### WHAT TO WORK ON
Reproduce the records below word for word, beginning with the line that contains "the grass in the photo above." and continuing through the end of the records. Leave the pictures out of your copy.

### Excerpts from point annotation data
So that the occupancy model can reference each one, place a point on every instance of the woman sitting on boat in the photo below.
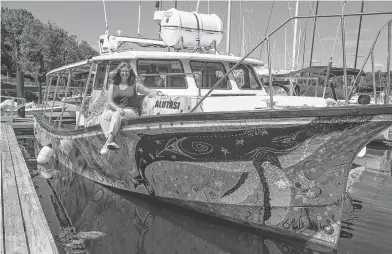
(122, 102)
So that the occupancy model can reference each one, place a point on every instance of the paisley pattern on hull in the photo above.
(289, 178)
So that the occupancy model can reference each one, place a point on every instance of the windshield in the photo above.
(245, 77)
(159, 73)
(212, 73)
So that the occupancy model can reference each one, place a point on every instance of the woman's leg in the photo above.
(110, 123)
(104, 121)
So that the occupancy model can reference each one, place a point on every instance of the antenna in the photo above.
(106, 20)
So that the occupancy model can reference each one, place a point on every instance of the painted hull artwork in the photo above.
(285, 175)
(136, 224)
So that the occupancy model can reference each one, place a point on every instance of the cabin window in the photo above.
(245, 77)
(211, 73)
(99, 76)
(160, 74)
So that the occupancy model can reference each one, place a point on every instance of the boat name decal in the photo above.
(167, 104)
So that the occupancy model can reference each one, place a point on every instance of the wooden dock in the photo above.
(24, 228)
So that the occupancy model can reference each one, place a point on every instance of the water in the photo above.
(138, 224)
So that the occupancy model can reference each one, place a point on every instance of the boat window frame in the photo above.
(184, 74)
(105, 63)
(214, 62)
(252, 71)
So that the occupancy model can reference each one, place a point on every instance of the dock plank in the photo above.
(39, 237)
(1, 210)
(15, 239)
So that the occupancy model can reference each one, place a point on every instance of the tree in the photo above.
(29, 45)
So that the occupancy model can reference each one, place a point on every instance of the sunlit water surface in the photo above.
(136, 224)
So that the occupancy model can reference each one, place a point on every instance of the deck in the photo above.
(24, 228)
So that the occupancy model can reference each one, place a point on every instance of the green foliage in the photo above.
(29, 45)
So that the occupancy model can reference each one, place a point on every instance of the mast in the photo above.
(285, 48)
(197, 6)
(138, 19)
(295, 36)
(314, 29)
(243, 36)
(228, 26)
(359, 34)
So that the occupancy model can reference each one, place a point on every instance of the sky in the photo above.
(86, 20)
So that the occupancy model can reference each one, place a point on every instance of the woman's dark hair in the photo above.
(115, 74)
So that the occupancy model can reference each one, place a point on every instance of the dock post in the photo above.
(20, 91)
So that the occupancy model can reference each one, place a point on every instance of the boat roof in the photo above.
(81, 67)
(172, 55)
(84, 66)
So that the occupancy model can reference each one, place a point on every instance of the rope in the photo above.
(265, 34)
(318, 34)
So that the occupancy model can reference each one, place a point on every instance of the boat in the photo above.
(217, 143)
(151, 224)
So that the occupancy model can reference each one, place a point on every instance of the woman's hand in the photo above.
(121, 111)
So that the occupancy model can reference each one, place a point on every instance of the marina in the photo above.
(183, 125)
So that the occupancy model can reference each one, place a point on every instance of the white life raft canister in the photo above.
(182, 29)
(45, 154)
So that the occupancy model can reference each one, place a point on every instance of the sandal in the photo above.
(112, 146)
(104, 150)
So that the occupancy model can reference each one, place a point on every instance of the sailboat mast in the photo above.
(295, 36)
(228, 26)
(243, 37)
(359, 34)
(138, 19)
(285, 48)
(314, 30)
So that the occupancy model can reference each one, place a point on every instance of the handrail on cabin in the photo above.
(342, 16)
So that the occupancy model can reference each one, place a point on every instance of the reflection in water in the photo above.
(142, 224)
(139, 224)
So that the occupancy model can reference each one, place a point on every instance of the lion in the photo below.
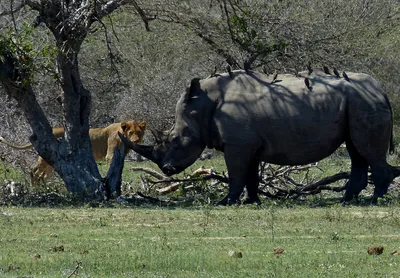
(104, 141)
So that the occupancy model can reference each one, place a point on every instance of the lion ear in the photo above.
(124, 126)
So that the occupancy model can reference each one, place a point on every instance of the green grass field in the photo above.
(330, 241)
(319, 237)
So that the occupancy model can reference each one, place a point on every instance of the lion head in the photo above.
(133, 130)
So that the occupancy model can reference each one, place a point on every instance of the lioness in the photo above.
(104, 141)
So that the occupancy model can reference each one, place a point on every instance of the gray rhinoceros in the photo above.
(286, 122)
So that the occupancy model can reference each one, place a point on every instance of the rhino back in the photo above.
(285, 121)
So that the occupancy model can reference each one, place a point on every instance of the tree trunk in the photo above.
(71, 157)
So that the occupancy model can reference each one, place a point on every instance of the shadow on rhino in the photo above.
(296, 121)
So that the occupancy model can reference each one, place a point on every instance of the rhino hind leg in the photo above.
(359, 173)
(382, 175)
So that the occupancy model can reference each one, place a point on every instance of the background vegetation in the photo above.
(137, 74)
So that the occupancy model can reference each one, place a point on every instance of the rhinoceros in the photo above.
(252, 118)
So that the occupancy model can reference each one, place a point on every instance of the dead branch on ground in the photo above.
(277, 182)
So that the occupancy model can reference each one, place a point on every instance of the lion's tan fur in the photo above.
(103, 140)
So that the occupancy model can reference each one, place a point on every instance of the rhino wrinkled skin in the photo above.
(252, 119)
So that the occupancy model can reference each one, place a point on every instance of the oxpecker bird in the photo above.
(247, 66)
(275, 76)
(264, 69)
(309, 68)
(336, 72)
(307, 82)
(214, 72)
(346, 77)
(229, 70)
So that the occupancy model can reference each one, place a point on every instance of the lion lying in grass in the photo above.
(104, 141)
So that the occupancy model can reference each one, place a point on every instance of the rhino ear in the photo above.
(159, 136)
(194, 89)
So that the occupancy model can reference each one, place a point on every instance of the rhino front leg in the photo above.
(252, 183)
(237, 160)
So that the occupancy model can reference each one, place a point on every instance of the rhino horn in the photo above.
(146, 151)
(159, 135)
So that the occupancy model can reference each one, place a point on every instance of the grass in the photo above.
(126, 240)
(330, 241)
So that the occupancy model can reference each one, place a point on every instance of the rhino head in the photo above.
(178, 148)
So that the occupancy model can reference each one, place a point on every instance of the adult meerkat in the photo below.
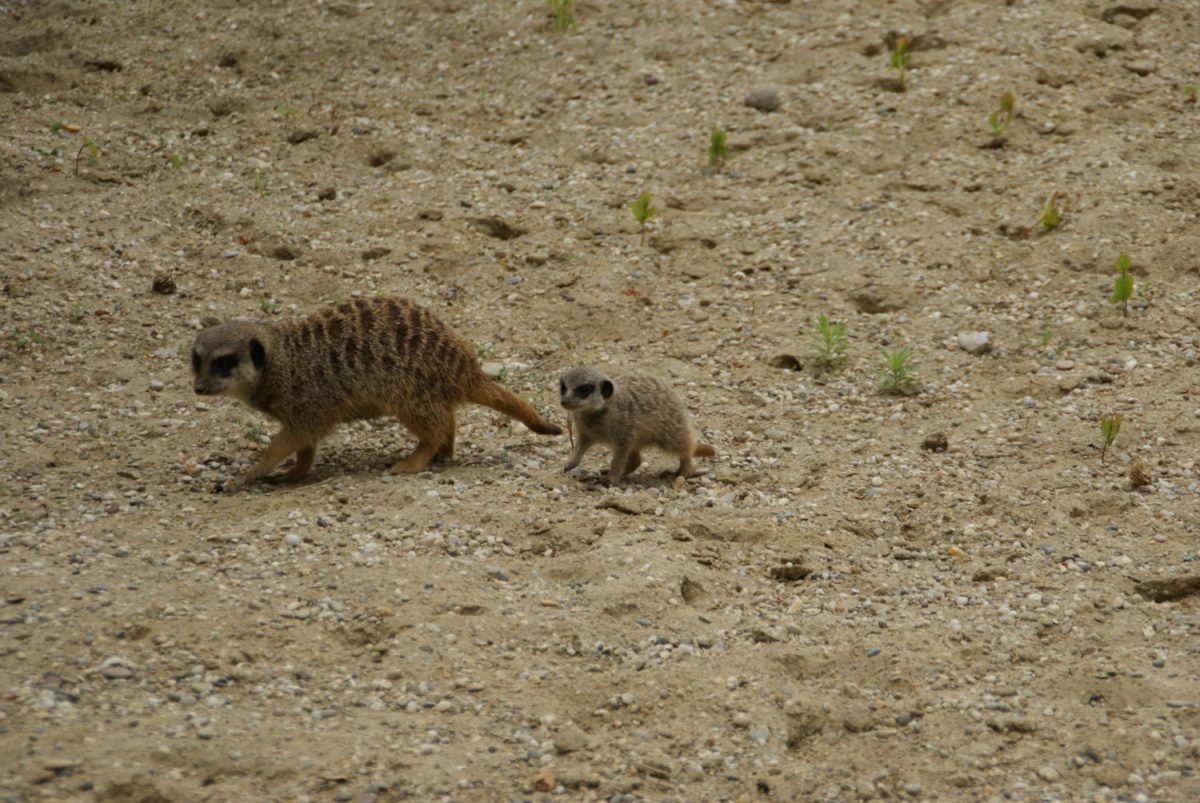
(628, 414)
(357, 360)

### ANSWER TO THIS TASK
So that the occupancy model can reference each one, place a point on every instance of the grass in the photo above.
(126, 240)
(330, 241)
So that the occupancy model can reference each one, place a point on every instance of the rhino head in the photo above.
(178, 148)
So that the occupancy model can reference each one, place a point on every instance of the adult meerkat in the photo below.
(628, 414)
(357, 360)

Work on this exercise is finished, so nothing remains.